### Prompt 1
In the text on colonial freedom petitions, shorten the paragraph that begins "One of the earliest petitions on record" while keeping its main facts.
### Prompt 2
Write the next part of the text on colonial freedom petitions, starting after its final sentence.

One of the earliest petitions on record dates to 1644. A group of eleven petitioners, not including their children, entreated the Council of New Netherland for freedom, based on the claim that it was impossible for them to support their growing families under slavery. The Dutch West India Company released these slaves on a plan of half-freedom; this allowed slaves their liberty in exchange for payment of an annual tributary to the company, and a settlement of African-owned farms developed north of the wall of New Amsterdam. During early America and the first two decades of the colonial period, slavery had not become a racial caste within the area of Dutch authority. The Dutch West India Company freed many slaves between 1644 and 1664, when they lost control of their colony to England. These early petitioners did not base their claim for freedom on ethnicity but on the monetary realities of living in slavery and caring for a family. This line of argument quickly faded from the records.

In 1655, a Virginia court ruled in Johnson v. Casor that John Casor was a slave, and not—as he claimed—an indentured servant, of Anthony Johnson, a free Black man.

In English North America, the colonists considered Africans to be "foreigners" and unable to become English subjects due to being non-Christians. Even after African slaves began to be converted to Christianity in the colonies, their race was used as a justification to override that status. In 1662, Virginia enacted a law that children born in the colony assumed their mother's social status; therefore, children of enslaved mothers were born into slavery, and children of free English subjects were born free. This was contrary to English common law, in which the father's social status determined that of the child. The law was passed after Elizabeth Key, a mixed race woman, had filed for freedom based on her having an English father, who had her baptized as a Christian, and had arranged a guardianship for her and limited indenture before his death. She was held longer and classified as a slave in an estate. She gained her freedom in court in 1656.

This principle from Roman law, known as partus sequitur ventrem, became part of colonial Virginian law and was soon adopted by the rest of the Southern Colonies. But the law also meant that children of free white women and Native American women (after Indian slavery was abolished) were born free, even if they were mixed race (Virginia abolished Indian slavery in 1705). Mixed-race descendants of Indian or white women struggled to gain freedom by suing based on their maternal lines. Petitioners focused primarily on proving their right to liberty through hereditary freedom claims.

### Dataset content
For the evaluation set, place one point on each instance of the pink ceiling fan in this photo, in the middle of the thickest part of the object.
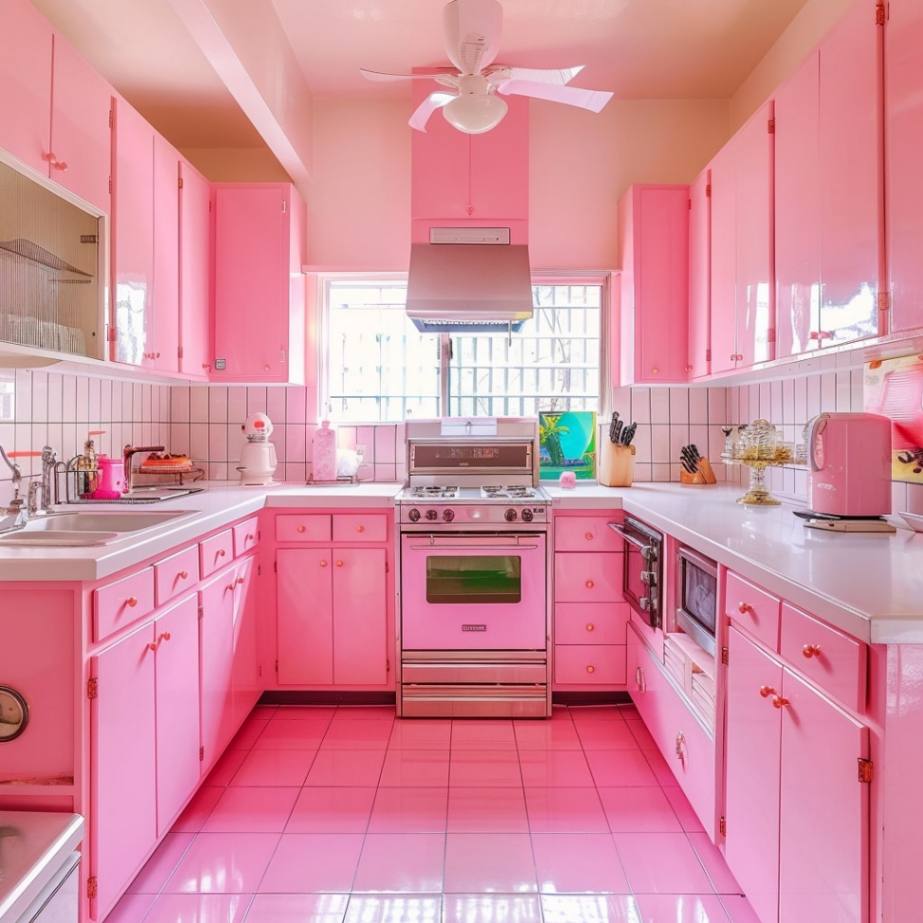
(472, 102)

### Exercise answer 1
In 1644, eleven petitioners, not counting their children, asked the Council of New Netherland for freedom. They argued that under slavery they could not support their growing families. The Dutch West India Company released them under half-freedom, which granted liberty in return for an annual tribute to the company. A settlement of African-owned farms then grew up north of New Amsterdam's wall. Slavery had not yet become a racial caste under Dutch authority. The company freed many slaves from 1644 until 1664, when it lost the colony to England. These petitioners based their claim on the money realities of slavery and family care rather than on ethnicity, and that argument soon faded from the records.

### Exercise answer 2
===Suits for freedom during and after the Revolution===

During the years leading to the Revolutionary War, there was a rise in freedom suits submitted in Northern states such as Connecticut, Massachusetts, and New Hampshire. Many of these cases referred to the highly significant English case of Somerset v Stewart (1772). The ruling in the Somerset case held that slavery was inhumane and illegal on British soil. Lord Mansfield's opinion in the case was widely read and commented on in the colonies. Slavery, Lord Mansfield ruled, had no basis in "natural law" and could only be maintained through "positive law". As slavery had never been enacted by English law, it did not legally exist in England and no person on English soil could be held in bondage. Slaves in Virginia and Maryland learned of the Somerset decision. In the months and years following, petitioners used it as a weapon against enslavement.

Sir William Blackstone, the leading authority on English law and a professor at the University of Oxford, had already published his Commentaries on the Laws of England, in which he laid down the most complete argument to date that slavery was incompatible with free societies. Although admitting that slavery might have a legal basis in the colonial plantation societies of the Atlantic world, Blackstone wrote,

pure and proper slavery does not, nay cannot, subsist in England; such I mean, whereby an absolute and unlimited power is given to the master over the life and fortune of the slave. And indeed it is repugnant to reason, and the principles of natural law, that such a state should subsist any where.

On January 6, 1773, black petitioners submitted the first of five appeals written during the year, asking for a range of rights, to Governor Hutchinson and the General Court of Massachusetts. Though signed only by a slave named Felix, the document petitioned for the freedom and rights of all slaves in the Massachusetts colony. While the tone of the petition is cautious, it speaks to the "unhappy State and Condition" in which enslaved persons are forced to live. Abolitionists later published the petition as a pamphlet, along with letters and other abolitionist documents. Felix's petition expressed the talk of freedom, liberty, and the pursuit of happiness that was circulating around Massachusetts and other American colonies before the American Revolution. No record of a response from the Massachusetts General Court exists. Although slavery was never explicitly abolished or prohibited in the new Massachusetts Constitution after the Revolutionary War, rulings in freedom suits by Mum Bett and Quock Walker established that its representation of rights was incompatible with slavery, and remaining slaves effectively gained their freedom.

With the outbreak of war, thousands of enslaved blacks gained freedom during the Revolution. Enslaved persons during these years found their freedom through military service, petitions for freedom, and manumissions by colonists who believed that "every man is created equal" and manumitted their slaves. By the end of the war, more than 5,000 enslaved African Americans had survived their military service with the Continental Army and joined the new America as free men, vastly increasing the number of free black people in the newly formed states.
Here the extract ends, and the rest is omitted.